Exercise brief:
Answer these from the game-controls text below:
(a) What did the writer choose not to bring into work?
(b) In the default keyboard layout, which keys control yaw?
(c) In the setup modeled on Freelancer, which two motions does the mouse control?

Extract:
===

In which Commander Bulk Paint spends a lot of time tinkering with controls and throws down a lot of text.
A Measure Of Control
I elected to not bring my gamepad into work. For starters, Bulk Paint: Entrepreneur isn't going to be getting into scrapes any time soon and any time on the work machine is just going to be spent lugging cargo around.
Actually, quite a bit of time is spent getting the keyboard and mouse setup just so. By default, the mouse simulates the joystick, controlling pitch and roll and the keyboard does, well, everything else. The initial keyboard uses WASD for throttle and lateral thrust, QE for yaw and RF for vertical thrust. It didn't take long for that to feel uncomfortable.
Starting with the thrusters, I felt that the yaw layout was wrong – especially for landing. Swapping yaw and lateral thrust seemed to fix that – made things a bit more FPS-y.
Now for the mouse. By default it felt a bit twitchy. I decided to try something a little more akin to Freelancer – mouse controls pitch and yaw. Moved yaw, again, putting lateral thrust back on AD and roll on QE. Again, it feels a bit more FPS-y and, even though I haven't played one of these on mouse and keyboard for a long time, it's like an old, comfortable pair of slippers.

===

Items:
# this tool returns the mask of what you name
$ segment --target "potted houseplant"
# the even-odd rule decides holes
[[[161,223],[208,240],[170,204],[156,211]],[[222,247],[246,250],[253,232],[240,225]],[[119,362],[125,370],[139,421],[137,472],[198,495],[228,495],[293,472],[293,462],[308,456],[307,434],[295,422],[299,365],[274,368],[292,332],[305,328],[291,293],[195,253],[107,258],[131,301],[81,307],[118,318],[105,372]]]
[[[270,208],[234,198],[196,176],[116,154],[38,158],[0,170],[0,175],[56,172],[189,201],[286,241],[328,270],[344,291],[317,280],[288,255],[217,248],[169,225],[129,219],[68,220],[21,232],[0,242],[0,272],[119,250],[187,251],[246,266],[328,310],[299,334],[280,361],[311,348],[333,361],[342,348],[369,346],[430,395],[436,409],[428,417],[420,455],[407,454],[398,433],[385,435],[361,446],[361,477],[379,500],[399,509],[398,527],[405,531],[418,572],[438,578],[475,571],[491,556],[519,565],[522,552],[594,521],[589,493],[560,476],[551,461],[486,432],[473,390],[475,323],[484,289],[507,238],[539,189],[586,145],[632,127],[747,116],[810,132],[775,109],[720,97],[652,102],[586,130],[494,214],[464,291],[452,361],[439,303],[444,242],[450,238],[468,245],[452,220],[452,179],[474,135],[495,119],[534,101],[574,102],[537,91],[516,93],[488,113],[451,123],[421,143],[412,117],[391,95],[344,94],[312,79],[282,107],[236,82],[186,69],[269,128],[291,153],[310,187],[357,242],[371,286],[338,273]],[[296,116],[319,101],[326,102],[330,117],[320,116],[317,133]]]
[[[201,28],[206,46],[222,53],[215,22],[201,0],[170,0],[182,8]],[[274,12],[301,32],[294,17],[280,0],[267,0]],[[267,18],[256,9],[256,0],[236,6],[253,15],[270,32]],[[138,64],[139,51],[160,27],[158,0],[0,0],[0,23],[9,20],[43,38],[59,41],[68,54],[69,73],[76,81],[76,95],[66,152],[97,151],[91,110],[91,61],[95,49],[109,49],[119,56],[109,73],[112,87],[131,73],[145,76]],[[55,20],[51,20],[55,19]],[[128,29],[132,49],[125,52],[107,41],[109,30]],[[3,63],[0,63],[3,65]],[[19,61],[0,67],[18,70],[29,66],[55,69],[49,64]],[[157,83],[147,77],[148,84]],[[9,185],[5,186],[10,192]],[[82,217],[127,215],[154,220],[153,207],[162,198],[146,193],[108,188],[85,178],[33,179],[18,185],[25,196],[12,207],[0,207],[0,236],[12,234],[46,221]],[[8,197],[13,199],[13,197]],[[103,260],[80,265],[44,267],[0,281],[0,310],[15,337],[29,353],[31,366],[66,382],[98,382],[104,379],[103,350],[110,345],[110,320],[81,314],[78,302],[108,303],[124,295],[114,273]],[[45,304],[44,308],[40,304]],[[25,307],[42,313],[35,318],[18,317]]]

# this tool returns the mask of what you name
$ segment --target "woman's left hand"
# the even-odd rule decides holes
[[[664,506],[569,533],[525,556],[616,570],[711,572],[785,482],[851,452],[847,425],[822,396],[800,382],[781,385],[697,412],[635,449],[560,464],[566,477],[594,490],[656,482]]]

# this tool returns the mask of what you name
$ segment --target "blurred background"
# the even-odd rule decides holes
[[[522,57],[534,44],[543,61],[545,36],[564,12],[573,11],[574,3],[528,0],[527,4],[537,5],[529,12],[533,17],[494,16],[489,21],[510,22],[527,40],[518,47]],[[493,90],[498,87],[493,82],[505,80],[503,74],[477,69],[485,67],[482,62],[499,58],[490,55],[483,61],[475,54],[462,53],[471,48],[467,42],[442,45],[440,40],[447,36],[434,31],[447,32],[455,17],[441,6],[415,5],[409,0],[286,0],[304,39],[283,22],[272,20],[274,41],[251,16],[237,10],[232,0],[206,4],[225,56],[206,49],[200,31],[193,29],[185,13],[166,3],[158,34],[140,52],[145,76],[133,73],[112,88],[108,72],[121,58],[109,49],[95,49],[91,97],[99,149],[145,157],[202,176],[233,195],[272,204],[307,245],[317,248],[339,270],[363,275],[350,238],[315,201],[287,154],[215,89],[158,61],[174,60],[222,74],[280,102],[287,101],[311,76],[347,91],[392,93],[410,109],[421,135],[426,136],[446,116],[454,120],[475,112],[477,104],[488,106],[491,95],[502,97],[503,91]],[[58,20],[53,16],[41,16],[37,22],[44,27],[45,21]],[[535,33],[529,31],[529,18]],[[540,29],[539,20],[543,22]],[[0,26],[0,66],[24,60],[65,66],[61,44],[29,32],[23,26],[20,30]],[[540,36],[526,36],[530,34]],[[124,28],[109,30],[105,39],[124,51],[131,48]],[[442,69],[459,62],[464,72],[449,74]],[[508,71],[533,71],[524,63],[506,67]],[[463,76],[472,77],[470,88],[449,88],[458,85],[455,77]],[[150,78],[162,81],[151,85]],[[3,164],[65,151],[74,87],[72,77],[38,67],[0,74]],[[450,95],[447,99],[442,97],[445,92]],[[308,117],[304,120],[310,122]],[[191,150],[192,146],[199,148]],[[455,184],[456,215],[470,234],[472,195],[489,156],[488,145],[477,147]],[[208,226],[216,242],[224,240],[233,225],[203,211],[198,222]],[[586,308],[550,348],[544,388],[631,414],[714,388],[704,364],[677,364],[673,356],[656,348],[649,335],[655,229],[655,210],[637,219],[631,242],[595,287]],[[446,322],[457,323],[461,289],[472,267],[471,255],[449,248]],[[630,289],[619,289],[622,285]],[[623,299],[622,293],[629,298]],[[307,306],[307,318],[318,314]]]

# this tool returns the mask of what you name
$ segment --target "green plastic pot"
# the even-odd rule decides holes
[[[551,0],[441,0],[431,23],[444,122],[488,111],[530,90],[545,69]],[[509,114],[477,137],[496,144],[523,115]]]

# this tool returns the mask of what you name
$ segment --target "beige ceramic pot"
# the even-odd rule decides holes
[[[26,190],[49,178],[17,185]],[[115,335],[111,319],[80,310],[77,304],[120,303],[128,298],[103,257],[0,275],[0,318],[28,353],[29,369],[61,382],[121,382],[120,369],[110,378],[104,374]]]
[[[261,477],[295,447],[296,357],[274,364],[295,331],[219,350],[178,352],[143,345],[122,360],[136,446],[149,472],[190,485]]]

===

Response to the task:
(a) The gamepad.
(b) Q and E.
(c) Pitch and yaw.